**Written instruction**
Using the data below, repeat all of it precisely.

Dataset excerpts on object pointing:
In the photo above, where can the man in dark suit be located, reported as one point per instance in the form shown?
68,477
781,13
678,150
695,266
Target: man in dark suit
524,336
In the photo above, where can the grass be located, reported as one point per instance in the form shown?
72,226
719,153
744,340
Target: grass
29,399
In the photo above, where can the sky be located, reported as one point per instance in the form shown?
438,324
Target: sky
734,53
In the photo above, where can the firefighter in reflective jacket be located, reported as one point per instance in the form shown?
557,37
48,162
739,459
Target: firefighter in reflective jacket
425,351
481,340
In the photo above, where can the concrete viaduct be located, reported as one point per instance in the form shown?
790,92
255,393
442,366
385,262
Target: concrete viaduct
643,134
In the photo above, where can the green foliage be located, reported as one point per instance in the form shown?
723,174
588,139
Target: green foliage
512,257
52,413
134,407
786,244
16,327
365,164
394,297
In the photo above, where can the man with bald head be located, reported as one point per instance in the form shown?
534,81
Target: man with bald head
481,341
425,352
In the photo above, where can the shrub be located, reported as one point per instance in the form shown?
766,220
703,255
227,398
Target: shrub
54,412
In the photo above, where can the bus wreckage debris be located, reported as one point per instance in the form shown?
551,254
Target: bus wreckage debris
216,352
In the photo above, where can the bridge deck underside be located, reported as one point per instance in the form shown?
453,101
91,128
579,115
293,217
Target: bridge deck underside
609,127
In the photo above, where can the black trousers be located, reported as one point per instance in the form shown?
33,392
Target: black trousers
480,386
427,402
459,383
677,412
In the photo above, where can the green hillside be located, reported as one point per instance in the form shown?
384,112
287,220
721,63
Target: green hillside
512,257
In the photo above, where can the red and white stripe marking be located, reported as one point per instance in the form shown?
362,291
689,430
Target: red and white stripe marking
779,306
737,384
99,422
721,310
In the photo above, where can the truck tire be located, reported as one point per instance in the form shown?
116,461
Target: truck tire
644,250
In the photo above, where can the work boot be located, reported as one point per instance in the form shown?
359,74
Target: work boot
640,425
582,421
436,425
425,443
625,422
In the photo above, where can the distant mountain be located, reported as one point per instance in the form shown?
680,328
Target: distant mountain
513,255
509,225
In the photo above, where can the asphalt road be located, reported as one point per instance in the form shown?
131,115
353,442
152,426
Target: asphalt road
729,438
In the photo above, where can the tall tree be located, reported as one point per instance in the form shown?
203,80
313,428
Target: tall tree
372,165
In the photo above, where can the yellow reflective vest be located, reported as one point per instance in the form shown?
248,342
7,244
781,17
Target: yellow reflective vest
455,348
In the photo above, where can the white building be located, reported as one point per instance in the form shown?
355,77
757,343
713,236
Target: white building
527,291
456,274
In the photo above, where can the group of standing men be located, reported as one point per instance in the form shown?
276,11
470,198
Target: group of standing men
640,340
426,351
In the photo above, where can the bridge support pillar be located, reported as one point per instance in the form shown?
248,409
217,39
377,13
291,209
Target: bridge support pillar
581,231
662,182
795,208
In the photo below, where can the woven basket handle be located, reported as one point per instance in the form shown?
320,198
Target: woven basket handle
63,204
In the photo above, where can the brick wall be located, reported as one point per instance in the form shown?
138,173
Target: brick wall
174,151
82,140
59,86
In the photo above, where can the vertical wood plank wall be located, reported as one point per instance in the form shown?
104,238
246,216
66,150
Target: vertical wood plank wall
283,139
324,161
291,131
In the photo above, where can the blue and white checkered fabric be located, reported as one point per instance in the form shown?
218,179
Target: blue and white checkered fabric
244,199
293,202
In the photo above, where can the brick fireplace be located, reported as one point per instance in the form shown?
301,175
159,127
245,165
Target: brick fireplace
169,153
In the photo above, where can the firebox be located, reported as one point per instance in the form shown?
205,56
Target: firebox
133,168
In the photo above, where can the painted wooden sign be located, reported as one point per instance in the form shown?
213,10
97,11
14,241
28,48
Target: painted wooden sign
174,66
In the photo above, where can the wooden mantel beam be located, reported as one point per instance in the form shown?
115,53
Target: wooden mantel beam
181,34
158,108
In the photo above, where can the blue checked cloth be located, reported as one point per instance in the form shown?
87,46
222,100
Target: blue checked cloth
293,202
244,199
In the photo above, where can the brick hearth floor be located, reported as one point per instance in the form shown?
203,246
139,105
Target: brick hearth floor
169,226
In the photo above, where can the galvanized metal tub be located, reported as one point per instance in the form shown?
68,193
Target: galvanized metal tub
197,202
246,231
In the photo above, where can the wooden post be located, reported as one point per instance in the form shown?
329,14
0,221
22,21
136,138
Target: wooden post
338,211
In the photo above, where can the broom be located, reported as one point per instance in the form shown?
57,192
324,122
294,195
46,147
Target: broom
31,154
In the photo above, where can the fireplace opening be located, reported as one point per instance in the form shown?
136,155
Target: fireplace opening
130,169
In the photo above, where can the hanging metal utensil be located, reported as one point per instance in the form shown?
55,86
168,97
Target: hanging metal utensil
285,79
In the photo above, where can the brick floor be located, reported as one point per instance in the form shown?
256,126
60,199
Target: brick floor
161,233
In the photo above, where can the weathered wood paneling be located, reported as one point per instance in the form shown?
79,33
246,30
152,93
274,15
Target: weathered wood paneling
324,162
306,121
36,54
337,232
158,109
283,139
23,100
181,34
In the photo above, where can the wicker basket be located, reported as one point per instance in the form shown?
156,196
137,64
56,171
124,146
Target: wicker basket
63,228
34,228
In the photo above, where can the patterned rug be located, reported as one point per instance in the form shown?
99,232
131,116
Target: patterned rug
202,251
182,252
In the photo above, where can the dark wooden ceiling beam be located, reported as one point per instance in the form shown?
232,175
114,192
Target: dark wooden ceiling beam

**Output of the exercise**
In the photo above, where can the man in dark suit be located, reported as one point per instance in the form shown?
68,477
781,13
678,150
695,266
Target: man in dark suit
524,336
In the photo above, where can the grass be located, reported as one point per instance in the form shown?
72,226
719,153
744,340
Target: grass
29,399
In the photo above, where can the sky be located, reported as one point per instance in the form shown?
438,324
Target: sky
734,53
In the photo above, where can the firefighter in reflective jacket be located, reported as one point per instance in the form shown?
557,37
48,162
739,459
Target: firefighter in reflective jacket
425,351
481,340
In the photo above, where can the concrete viaduct be located, reported as one point per instance in the form shown?
790,92
255,393
442,366
385,262
Target: concrete viaduct
643,134
In the photo above, where can the green foliage be located, reported as one point per instance in the form shown?
723,174
588,139
Target: green foliage
512,257
52,413
134,407
786,244
16,327
365,164
394,297
In the photo above, where can the man with bald head be located, reported as one point per instance in the form shown?
534,81
Target: man with bald head
481,341
425,352
In the photo above, where can the shrub be located, reported as one point per instance in the form shown?
766,220
703,255
227,398
Target: shrub
54,412
In the photo above, where can the bus wreckage debris be located, reported as one point per instance in the form shown?
551,254
Target: bus wreckage debris
216,352
In the photo above, where can the bridge deck underside be located, reported as one point per instance in the form shown?
453,101
91,128
579,115
293,217
Target: bridge deck underside
609,127
In the photo above, where can the black trousers be located, reported as one point per instance in the form shown?
33,392
Target: black trousers
480,386
427,402
459,383
677,412
In the photo above, where can the green hillside be located, reported as one point per instance in the form shown?
384,112
287,220
721,63
Target: green hillside
512,257
In the photo above, where can the red and white stripe marking be located, reported as one point per instance in the form shown?
362,291
689,430
Target: red and white stripe marking
779,306
737,384
99,422
721,310
In the photo above, where can the truck tire be located, reported as one point per instance in the form shown?
116,461
Target: truck tire
644,250
In the photo above, where can the work boot be located, reported as one point per instance in the form shown?
359,74
Target: work boot
640,425
582,421
436,425
425,443
625,422
In the photo above, where can the distant mountain be located, reported as one point per instance in the form shown?
680,328
Target: distant mountain
513,255
509,225
In the photo above, where can the asphalt road be located, reported as one point per instance in the form shown?
131,115
353,442
152,426
Target: asphalt road
729,438
In the photo above, where can the tall tree be located, reported as one point per instance in the form shown?
203,80
313,428
Target: tall tree
372,165
In the photo above, where can the yellow reflective vest be located, reported as one point per instance in the form shown?
248,342
7,244
781,17
Target: yellow reflective vest
455,348
In the photo above, where can the white building be located, reported as one point per instance in the form shown?
355,77
757,343
713,236
Target: white building
527,291
456,274
In the photo above, where can the group of standing men be located, reported as one point per instance in the form shown?
276,11
470,198
Target: group of standing men
640,340
426,351
In the photo above, where can the bridge support pillar be located, reported as one point per instance in the form shown?
248,409
217,39
377,13
291,209
Target: bridge support pillar
581,231
662,182
795,208
In the photo below, where can the woven basket handle be located, reported as one point per instance in the form shown?
320,198
Target: woven basket handle
63,204
In the photo above, where can the brick wall be located, reported as one point per instance in the form shown?
138,173
Target: brick wall
174,151
82,140
59,86
In the photo above, where can the vertical wood plank wall be located, reported as one point per instance in the form shown?
104,238
246,216
66,150
Target: vertical wood plank wall
283,139
324,161
291,131
In the photo above, where can the blue and white checkered fabric be located, reported as one point per instance in the form shown?
218,179
Target: blue and white checkered fabric
244,199
293,202
In the photo above, where can the brick fireplace be located, reported as one point per instance in the form shown?
301,175
159,127
245,165
Target: brick fireplace
169,153
In the photo above, where can the firebox be located, reported as one point per instance in the form shown?
205,56
Target: firebox
133,168
In the photo above, where can the painted wooden sign be located, reported as one point per instance in the form shown?
213,10
97,11
14,241
28,48
Target: painted wooden sign
174,66
In the photo above, where can the wooden mantel beam be located, reported as one point per instance in the form shown?
115,53
Target: wooden mantel beam
181,34
158,108
In the photo above, where can the blue checked cloth be located, reported as one point per instance in the form shown?
87,46
222,100
Target: blue checked cloth
293,202
244,199
In the photo above, where can the brick hearth floor be located, reported as one point per instance in the form shown?
203,246
139,105
Target: brick hearth floor
169,226
In the photo above, where can the galvanized metal tub be located, reported as one point per instance in the form shown?
68,193
Target: galvanized metal tub
197,202
246,231
In the photo above, where can the wooden post be located, reported as one point per instance in the form shown?
329,14
0,221
22,21
136,138
Target: wooden post
338,211
In the photo above, where can the broom be located, reported as one point per instance in the form shown?
57,192
324,122
294,195
46,147
Target: broom
31,154
In the photo above, where can the fireplace opening be located, reported as one point per instance in the form shown?
136,155
Target: fireplace opening
130,169
In the photo above, where can the hanging metal utensil be located, reported as one point per instance in the form shown?
55,86
168,97
Target: hanging metal utensil
285,79
In the photo above, where can the brick floor be located, reported as one point per instance in the form shown?
256,126
60,199
Target: brick floor
161,233
In the photo above, where can the weathered wood paneling be located, reported as one point per instance in the form shown?
79,33
246,30
152,93
274,15
Target: weathered wood paneling
324,162
306,121
36,54
337,232
158,109
283,139
23,100
181,34
In the photo above, where can the wicker basket be located, reported as one point per instance in the form shown?
156,196
137,64
56,171
124,146
Target: wicker basket
63,228
34,228
In the photo above, where can the patterned rug be located, reported as one point per instance in the form shown?
99,232
131,116
Target: patterned rug
202,251
182,252
In the photo above, where can the dark wooden ceiling beam be located, reported as one point per instance in the form shown?
232,175
114,192
Target: dark wooden ceiling beam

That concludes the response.